* [Information provided]:

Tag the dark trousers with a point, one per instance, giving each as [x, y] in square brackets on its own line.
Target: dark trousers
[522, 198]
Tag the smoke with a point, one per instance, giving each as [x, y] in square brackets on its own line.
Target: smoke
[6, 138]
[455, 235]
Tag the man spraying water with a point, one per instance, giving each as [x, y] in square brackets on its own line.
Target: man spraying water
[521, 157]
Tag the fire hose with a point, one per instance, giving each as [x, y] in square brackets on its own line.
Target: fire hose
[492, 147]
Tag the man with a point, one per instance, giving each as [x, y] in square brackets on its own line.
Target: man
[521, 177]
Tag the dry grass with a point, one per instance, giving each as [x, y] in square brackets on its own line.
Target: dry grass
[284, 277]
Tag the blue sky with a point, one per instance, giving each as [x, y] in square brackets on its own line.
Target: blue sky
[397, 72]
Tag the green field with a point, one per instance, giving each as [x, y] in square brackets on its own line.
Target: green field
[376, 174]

* [Aim of the exercise]:
Rewrite the lines from the one containing "Tag the green" up to and including the final line, requests included. Scale each point coordinate in the answers by 1.25 and round it to a whole number, rounding halves up.

* [Exercise solution]:
Tag the green field with a point, one per instance, giving each as [x, y] in square brackets on its own line.
Target: green field
[470, 218]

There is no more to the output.